── ОТРЫВОК

Изгнание из мастерской произошло довольно внезапно, резко, – продолжает рассказ Армен Шаумян. – У меня был старинный приятель Руслан Негуч, мой одногруппник, который, кстати, учился у Юрия Николаевича. Руслан в тот момент тоже был в мастерской, и вдруг заявляется человек, который говорит, что он новый собственник и что мы должны освободить помещение. Юрий Николаевич был в страшном шоке, как будто у него выбили землю из-под ног. Помню, Руслан тогда буквально схватил под руку этого молодого человека и начал в сторонке как-то его уговаривать. В их разговоре попутно выяснилось, что парень этот увлекался игрой на гитаре, а Руслан тогда занимался звукорежиссурой. Нашли общую тему. Словом, Руслан его уговорил, чтобы не недельный срок дали, как тот сначала объявил, а больше – кажется, месяц.
Конечно, мы тут же стали звонить в МОСХ, и тамошний юрист посоветовал нам запереться и никого не впускать. Это был абсолютно глупый совет, особенно применительно к Юрию Николаевичу, потому что того любое столкновение с системой, даже простой поход в МОСХ, приводило в ужас на грани ступора. А уж запираться, конфликтовать он не мог бы просто никак… Это, конечно, была катастрофа, крушение жизни.

────

**ЦЕЛЬ ЗАДАНИЯ:** Перепишите дословно часть отрывка об изгнании из мастерской: от слов «Изгнание из мастерской» до слов «больше – кажется, месяц.» включительно.

── НАБОР ДАННЫХ

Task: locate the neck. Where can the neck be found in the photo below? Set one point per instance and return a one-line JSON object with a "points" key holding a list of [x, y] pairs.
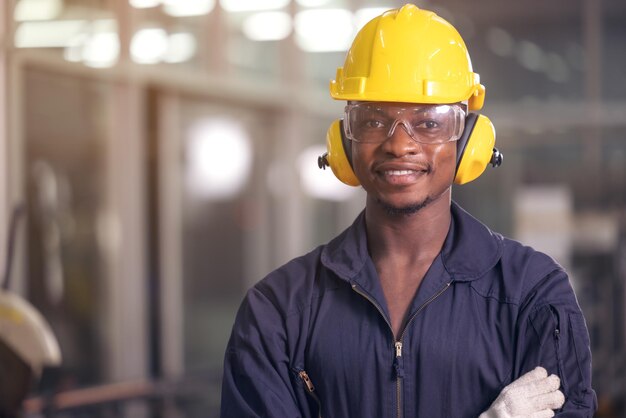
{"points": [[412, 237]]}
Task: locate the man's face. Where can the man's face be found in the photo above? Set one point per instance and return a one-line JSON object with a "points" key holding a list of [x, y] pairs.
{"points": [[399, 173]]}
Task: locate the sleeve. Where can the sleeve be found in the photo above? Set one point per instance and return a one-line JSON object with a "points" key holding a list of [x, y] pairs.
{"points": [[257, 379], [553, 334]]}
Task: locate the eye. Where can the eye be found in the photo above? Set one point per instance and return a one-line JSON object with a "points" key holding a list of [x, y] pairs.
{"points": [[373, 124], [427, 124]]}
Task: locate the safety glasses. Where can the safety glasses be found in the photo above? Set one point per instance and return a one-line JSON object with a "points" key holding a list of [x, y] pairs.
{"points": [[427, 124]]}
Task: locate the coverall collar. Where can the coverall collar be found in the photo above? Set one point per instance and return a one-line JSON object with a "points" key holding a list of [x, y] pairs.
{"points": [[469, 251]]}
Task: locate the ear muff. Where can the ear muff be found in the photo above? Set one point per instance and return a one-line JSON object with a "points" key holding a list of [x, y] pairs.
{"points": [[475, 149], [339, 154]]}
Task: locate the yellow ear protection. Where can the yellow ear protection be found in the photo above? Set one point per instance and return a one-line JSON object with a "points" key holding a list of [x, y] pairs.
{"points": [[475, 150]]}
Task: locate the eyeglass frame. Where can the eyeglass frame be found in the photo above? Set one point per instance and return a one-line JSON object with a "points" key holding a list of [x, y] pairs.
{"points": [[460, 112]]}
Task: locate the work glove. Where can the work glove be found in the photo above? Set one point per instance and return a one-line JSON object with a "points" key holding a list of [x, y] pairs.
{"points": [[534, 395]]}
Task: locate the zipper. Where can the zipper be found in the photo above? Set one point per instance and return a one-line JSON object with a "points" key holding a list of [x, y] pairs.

────
── НАБОР ДАННЫХ

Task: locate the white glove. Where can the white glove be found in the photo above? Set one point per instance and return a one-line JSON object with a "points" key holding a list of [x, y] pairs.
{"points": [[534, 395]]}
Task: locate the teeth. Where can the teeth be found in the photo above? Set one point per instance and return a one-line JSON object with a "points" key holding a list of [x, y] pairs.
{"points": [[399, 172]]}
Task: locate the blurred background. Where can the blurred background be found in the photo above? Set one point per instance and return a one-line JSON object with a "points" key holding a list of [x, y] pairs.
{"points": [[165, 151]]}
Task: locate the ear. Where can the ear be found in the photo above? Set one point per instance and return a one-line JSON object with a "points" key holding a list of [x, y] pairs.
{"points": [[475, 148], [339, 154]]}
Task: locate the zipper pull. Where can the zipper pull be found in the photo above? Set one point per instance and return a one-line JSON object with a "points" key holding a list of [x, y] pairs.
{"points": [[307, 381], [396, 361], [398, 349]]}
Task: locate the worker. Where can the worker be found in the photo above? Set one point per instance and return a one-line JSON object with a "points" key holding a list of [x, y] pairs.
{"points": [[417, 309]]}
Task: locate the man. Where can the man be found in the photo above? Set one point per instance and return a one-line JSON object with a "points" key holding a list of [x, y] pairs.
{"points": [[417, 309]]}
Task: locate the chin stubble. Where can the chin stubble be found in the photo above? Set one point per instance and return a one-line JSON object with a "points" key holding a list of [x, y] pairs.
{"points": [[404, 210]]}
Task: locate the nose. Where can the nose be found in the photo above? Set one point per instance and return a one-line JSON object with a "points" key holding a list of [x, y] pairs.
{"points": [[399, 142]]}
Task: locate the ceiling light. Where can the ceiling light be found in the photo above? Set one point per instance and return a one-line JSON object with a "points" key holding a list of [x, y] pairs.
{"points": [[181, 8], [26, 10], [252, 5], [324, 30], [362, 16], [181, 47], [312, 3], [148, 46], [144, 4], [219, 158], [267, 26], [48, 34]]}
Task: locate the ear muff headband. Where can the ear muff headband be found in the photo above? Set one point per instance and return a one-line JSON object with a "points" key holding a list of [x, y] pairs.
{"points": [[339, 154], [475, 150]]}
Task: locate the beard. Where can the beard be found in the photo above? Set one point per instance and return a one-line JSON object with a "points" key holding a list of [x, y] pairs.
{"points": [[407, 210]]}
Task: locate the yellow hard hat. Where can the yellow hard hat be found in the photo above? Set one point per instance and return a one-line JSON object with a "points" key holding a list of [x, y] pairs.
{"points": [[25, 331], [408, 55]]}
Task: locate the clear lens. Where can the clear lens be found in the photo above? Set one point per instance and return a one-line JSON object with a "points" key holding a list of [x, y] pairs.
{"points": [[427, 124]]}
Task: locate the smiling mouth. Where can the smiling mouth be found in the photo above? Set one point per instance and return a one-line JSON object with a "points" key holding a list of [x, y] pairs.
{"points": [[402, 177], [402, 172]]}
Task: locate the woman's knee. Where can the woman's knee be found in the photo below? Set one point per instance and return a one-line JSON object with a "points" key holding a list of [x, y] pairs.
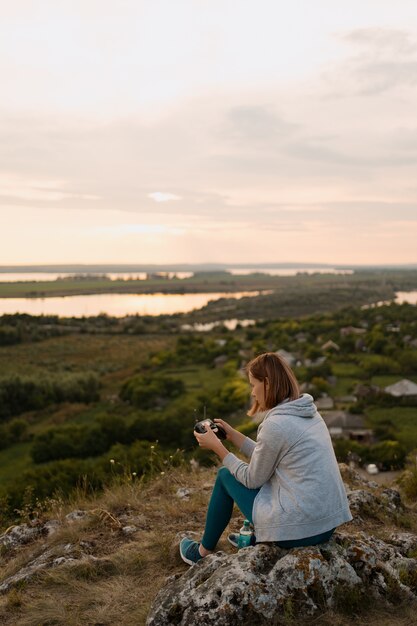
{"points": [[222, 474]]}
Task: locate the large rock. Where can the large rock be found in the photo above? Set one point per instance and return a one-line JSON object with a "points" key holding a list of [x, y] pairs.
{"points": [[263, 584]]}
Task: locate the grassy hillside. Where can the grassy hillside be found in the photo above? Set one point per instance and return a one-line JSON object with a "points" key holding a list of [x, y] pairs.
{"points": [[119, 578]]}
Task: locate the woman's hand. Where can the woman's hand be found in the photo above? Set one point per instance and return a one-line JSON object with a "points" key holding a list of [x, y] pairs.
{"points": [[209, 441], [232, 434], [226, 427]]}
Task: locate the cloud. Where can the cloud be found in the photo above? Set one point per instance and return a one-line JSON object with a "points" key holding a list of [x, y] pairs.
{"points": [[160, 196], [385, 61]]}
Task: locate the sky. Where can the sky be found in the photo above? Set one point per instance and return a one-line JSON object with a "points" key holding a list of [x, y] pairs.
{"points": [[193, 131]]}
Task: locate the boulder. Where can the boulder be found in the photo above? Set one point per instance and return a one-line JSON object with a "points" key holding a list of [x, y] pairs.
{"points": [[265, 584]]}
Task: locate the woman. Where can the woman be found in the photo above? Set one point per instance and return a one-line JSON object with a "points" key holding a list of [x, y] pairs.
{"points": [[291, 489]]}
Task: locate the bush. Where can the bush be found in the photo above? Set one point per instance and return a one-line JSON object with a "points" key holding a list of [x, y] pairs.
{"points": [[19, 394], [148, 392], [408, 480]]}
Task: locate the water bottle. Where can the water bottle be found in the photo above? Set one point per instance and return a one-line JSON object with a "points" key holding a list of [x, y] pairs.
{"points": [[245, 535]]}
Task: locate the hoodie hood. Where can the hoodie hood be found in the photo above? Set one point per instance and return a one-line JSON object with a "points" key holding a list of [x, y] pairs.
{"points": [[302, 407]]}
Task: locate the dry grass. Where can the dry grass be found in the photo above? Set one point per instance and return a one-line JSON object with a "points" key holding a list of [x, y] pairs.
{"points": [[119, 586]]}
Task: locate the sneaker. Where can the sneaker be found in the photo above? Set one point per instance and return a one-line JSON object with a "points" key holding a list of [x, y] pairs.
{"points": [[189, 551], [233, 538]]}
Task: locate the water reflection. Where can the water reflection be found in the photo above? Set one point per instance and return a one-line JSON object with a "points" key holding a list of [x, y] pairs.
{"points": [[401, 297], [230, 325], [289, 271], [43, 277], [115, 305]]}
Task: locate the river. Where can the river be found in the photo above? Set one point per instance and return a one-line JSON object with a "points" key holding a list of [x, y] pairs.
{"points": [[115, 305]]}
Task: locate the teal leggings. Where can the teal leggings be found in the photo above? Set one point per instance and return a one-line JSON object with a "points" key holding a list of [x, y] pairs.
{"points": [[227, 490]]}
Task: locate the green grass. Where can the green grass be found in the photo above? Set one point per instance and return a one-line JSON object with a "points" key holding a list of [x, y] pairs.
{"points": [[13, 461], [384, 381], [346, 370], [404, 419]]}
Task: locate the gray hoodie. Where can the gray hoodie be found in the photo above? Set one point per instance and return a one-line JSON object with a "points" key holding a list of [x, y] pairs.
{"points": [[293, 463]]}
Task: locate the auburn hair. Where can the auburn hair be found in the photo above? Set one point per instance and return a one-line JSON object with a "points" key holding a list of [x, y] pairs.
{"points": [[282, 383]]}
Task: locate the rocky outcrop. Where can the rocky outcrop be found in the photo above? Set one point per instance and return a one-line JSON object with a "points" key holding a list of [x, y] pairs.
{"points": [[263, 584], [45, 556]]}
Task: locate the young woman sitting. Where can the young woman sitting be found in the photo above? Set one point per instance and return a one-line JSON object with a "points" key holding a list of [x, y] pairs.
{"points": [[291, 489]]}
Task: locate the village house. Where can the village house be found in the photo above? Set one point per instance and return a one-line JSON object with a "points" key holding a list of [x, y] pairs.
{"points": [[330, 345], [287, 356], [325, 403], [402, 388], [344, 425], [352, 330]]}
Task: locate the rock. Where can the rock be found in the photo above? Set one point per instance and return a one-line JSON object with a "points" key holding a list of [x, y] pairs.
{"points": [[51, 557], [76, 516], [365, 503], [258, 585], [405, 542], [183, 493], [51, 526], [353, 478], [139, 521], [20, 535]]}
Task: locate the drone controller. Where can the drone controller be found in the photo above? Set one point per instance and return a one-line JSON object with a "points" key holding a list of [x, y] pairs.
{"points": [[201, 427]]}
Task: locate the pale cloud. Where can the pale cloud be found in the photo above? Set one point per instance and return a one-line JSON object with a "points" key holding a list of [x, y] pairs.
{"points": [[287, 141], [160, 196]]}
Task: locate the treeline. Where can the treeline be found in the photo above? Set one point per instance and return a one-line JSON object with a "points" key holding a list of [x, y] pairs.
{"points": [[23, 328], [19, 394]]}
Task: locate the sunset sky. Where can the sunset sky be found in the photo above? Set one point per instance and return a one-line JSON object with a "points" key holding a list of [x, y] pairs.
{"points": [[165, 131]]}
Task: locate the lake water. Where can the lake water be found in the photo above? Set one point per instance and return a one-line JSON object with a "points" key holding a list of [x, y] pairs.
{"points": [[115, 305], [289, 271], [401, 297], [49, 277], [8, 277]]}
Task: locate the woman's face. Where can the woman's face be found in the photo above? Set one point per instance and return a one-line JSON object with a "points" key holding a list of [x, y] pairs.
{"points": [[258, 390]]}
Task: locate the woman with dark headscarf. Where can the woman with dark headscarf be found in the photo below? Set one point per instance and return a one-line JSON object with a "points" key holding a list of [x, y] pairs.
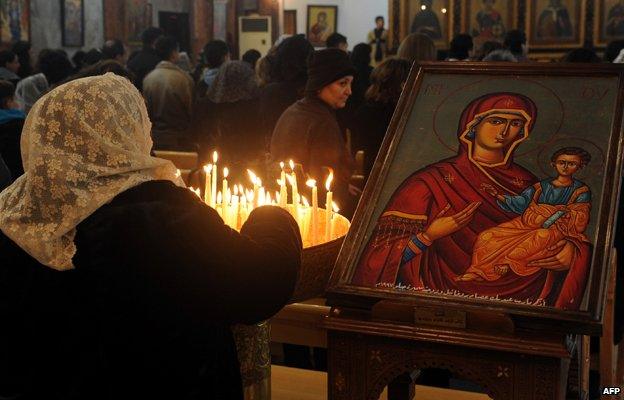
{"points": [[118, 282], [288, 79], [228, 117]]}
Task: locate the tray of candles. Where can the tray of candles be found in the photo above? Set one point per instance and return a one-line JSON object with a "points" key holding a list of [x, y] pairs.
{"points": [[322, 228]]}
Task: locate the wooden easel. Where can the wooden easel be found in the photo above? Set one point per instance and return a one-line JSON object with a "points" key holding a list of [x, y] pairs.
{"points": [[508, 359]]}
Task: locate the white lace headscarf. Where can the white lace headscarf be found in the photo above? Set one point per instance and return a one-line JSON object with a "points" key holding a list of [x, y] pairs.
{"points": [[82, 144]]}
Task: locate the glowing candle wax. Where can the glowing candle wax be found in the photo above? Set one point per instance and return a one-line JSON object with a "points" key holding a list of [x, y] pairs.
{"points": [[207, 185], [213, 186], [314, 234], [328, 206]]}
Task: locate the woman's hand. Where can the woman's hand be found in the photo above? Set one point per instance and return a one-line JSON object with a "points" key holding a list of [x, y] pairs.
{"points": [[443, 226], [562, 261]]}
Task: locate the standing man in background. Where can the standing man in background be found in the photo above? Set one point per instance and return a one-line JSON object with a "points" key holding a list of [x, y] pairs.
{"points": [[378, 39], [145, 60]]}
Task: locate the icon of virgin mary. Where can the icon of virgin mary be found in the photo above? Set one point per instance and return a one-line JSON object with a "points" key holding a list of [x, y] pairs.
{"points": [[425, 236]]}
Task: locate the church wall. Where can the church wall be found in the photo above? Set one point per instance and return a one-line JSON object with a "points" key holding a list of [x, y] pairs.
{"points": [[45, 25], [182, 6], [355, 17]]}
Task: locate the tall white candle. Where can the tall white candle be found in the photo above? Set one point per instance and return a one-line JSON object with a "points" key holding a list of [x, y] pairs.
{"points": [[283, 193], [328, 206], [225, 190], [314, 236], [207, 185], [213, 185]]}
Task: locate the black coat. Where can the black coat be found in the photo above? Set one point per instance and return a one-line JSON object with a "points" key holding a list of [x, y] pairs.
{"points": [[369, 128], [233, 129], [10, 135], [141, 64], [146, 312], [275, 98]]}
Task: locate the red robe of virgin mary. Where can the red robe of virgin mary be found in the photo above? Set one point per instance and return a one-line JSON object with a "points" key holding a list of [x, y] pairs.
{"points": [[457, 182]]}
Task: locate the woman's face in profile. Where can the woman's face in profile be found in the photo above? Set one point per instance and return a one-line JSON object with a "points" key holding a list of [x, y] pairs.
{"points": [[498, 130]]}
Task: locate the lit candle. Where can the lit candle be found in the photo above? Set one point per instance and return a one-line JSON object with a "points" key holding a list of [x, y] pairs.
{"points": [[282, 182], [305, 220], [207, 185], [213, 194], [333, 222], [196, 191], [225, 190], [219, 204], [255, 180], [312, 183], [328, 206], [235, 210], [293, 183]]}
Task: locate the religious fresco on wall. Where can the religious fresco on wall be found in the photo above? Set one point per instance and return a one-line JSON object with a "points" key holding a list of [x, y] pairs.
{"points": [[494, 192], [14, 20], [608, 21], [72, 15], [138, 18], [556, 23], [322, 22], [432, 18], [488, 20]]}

────

**ПИСЬМЕННЫЙ ОТВЕТ:**
Изгнание из мастерской произошло довольно внезапно, резко, – продолжает рассказ Армен Шаумян. – У меня был старинный приятель Руслан Негуч, мой одногруппник, который, кстати, учился у Юрия Николаевича. Руслан в тот момент тоже был в мастерской, и вдруг заявляется человек, который говорит, что он новый собственник и что мы должны освободить помещение. Юрий Николаевич был в страшном шоке, как будто у него выбили землю из-под ног. Помню, Руслан тогда буквально схватил под руку этого молодого человека и начал в сторонке как-то его уговаривать. В их разговоре попутно выяснилось, что парень этот увлекался игрой на гитаре, а Руслан тогда занимался звукорежиссурой. Нашли общую тему. Словом, Руслан его уговорил, чтобы не недельный срок дали, как тот сначала объявил, а больше – кажется, месяц.